• _Brief_:
What follows is a set of entries. Give them again exactly, without the pictures.

• _Material supplied_:
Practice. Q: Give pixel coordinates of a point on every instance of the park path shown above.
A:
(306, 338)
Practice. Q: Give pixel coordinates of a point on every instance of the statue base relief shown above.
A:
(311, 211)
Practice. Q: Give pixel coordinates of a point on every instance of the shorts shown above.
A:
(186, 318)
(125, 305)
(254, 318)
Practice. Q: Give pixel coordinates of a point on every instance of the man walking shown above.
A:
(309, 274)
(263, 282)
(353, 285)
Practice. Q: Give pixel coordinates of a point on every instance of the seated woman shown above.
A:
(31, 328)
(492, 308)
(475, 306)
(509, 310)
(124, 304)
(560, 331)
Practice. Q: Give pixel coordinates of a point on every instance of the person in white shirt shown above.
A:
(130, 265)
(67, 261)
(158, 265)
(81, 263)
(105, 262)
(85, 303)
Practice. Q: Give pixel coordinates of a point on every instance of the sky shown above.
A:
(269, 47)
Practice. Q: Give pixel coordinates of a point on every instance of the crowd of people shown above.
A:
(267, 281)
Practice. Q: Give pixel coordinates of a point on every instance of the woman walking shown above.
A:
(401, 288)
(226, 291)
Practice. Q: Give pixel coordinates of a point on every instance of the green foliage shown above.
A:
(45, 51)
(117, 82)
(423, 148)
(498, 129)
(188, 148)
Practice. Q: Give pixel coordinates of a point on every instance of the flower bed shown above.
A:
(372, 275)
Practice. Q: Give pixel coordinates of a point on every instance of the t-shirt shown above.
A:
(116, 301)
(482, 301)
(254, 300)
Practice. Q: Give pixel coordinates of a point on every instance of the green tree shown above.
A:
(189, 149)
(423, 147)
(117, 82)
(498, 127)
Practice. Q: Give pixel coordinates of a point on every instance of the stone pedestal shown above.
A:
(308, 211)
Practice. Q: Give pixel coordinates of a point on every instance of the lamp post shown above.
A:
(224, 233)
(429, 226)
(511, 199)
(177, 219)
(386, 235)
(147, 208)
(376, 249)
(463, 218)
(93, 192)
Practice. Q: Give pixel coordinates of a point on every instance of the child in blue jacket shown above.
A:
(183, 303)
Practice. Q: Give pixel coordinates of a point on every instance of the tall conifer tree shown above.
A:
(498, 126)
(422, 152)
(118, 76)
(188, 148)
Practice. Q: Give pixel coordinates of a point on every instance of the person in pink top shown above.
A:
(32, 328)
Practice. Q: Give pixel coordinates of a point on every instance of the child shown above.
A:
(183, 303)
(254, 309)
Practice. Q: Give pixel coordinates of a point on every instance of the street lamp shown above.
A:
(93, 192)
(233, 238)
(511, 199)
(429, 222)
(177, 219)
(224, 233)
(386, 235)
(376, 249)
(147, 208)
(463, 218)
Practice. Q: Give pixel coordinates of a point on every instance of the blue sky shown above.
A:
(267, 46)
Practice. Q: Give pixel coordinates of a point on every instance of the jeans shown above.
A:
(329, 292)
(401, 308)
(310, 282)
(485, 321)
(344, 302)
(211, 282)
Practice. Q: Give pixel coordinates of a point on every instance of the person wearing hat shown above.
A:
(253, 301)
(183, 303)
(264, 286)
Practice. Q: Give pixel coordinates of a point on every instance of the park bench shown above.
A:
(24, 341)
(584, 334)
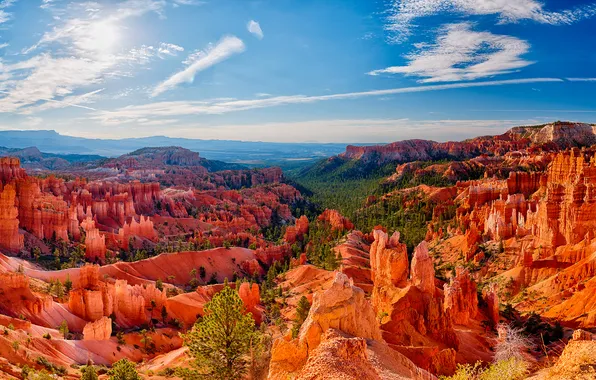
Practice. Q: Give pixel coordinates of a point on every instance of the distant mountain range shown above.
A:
(244, 152)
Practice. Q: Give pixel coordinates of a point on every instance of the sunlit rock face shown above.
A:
(461, 298)
(342, 307)
(10, 238)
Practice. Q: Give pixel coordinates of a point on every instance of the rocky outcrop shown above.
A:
(251, 297)
(93, 299)
(461, 298)
(423, 269)
(10, 169)
(491, 297)
(556, 136)
(342, 307)
(582, 335)
(412, 312)
(388, 260)
(98, 330)
(10, 238)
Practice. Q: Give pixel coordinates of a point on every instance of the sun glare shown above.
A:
(104, 36)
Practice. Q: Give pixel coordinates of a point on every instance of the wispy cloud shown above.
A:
(255, 28)
(185, 108)
(146, 53)
(581, 79)
(88, 35)
(463, 54)
(202, 60)
(5, 16)
(402, 13)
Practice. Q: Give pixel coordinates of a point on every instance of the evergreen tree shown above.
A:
(301, 313)
(68, 284)
(88, 372)
(221, 341)
(63, 328)
(123, 369)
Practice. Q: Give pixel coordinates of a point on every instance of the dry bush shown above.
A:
(511, 343)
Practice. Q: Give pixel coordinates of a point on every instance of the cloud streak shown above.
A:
(214, 54)
(461, 54)
(403, 13)
(185, 108)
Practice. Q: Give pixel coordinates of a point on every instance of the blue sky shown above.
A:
(309, 70)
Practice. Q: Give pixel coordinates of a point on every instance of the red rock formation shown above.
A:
(554, 136)
(10, 239)
(582, 335)
(423, 270)
(98, 330)
(10, 169)
(388, 260)
(412, 312)
(251, 297)
(491, 298)
(342, 307)
(95, 243)
(461, 298)
(94, 299)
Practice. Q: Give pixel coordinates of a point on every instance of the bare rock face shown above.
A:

• _Expected answer_:
Practice. Q: Give pixel coordinates of a point on every instance of the park path shown above.
A:
(306, 338)
Practice. Q: Give pixel coordinates of a point on every instance of the statue base relief shown above.
A:
(311, 211)
Practice. Q: Give pixel coordinates of a point on every instance of the shorts shown above.
A:
(186, 318)
(125, 305)
(254, 318)
Practice. Q: Give pixel coordinates of a point on every instance of the man walking shown above.
A:
(309, 274)
(263, 282)
(353, 285)
Practice. Q: Give pixel coordinates of a point on every instance of the seated woman shown above.
A:
(31, 328)
(492, 308)
(475, 306)
(509, 310)
(124, 304)
(560, 331)
Practice. Q: Give pixel coordinates of a point on every instance of the person in white shirt shown above.
A:
(130, 265)
(67, 261)
(158, 265)
(81, 263)
(105, 262)
(85, 303)
Practice. Q: Give pixel coordinates of a point on every instance of the sky shown above.
A:
(269, 47)
Practice. Q: Give pixel coordinates of a point on every instance of the crowd of people shown above.
A:
(267, 281)
Practice. Q: Give pixel coordinates of a point on every instance of the woman walking shown above.
A:
(401, 288)
(226, 291)
Practice. Q: Give pixel coordinates of a point on every instance of the green foliage shown above.
A:
(45, 51)
(117, 82)
(423, 148)
(498, 129)
(188, 148)
Practice. Q: Give pixel coordinates of a point on every instance of the flower bed shown above.
A:
(372, 275)
Practice. Q: Give pixel coordinates of a point on every instance of the t-shirt shown above.
A:
(116, 301)
(482, 301)
(254, 300)
Practice. Q: Give pixel coordinates of a point on every instance of the green tree shown above.
A:
(189, 149)
(423, 147)
(117, 82)
(498, 127)
Practice. Q: Give pixel coordinates of a point on every instance of the stone pedestal shown above.
A:
(308, 211)
Practice. Q: Give pixel coordinates of a point on every instance of the lamp post shown above.
A:
(224, 233)
(429, 226)
(511, 199)
(177, 219)
(386, 235)
(147, 208)
(376, 249)
(463, 218)
(93, 192)
Practice. Q: Give pixel coordinates of a point on every instance of the child in blue jacket shown above.
A:
(183, 303)
Practice. Q: Give pixel coordinates of a point on every instance of the tall conifer tree shown above.
A:
(498, 126)
(422, 152)
(118, 76)
(188, 148)
Practice. Q: Give pixel coordinates of a point on every instance of the person in pink top shown above.
A:
(32, 328)
Practice. Q: Give pixel coordinates of a point on every instance of the child shown above.
A:
(183, 303)
(254, 309)
Practice. Q: Give pixel coordinates of a point on every instance of the street lamp shown above.
A:
(93, 192)
(233, 238)
(511, 199)
(429, 222)
(177, 219)
(224, 233)
(386, 235)
(376, 249)
(147, 208)
(463, 218)
Practice. Q: Give pixel coordinates of a point on every instance of the blue sky shown above.
A:
(267, 46)
Practice. Q: Give pixel coordinates of a point on every instance of the jeans shown above.
A:
(329, 292)
(401, 308)
(310, 282)
(485, 321)
(344, 302)
(211, 282)
Practice. Q: Give pixel coordinates of a point on every instance of the person wearing hat shown above.
A:
(253, 301)
(183, 303)
(264, 286)
Practice. Q: Give pixel coordinates of a point on every instance of the park bench shown above.
A:
(24, 341)
(584, 334)
Practice. Q: Give pixel coordinates of a point on every instance of the distant mountain range shown above.
A:
(244, 152)
Practice. Q: Give pixel coordinates of a point on every instance of the sunlit rock face shown above.
A:
(461, 298)
(342, 307)
(10, 238)
Practice. Q: Give pixel coordinates of a point on every instance of the rocky outcrop shown above.
A:
(251, 297)
(93, 299)
(461, 298)
(423, 269)
(10, 169)
(491, 297)
(556, 136)
(342, 307)
(582, 335)
(412, 312)
(388, 260)
(98, 330)
(10, 238)
Practice. Q: Give pixel coordinates of a point on every instance of the sun glare shown above.
A:
(104, 36)
Practice. Q: Give pixel coordinates of a point on every instance of the wispy cloud shown above.
A:
(255, 28)
(185, 108)
(146, 53)
(581, 79)
(88, 35)
(463, 54)
(202, 60)
(5, 16)
(402, 13)
Practice. Q: Give pixel coordinates of a point on every instance of the evergreen tree shown above.
A:
(301, 313)
(68, 284)
(88, 372)
(221, 341)
(63, 328)
(123, 369)
Practice. Q: Give pixel coordinates of a point on every instance of the dry bush shown above.
A:
(511, 343)
Practice. Q: Give pixel coordinates of a point on every instance of the cloud streak shown above.
A:
(214, 54)
(461, 54)
(403, 13)
(185, 108)
Practice. Q: Give pixel coordinates of a point on every instance of the blue sky shown above.
A:
(309, 70)
Practice. Q: Give pixel coordinates of a point on every instance of the red rock formation shown above.
A:
(554, 136)
(10, 239)
(582, 335)
(423, 270)
(98, 330)
(10, 169)
(388, 260)
(412, 312)
(251, 297)
(491, 298)
(342, 307)
(95, 243)
(461, 298)
(94, 299)
Practice. Q: Give pixel coordinates of a point on every instance of the bare rock face shown above.
A:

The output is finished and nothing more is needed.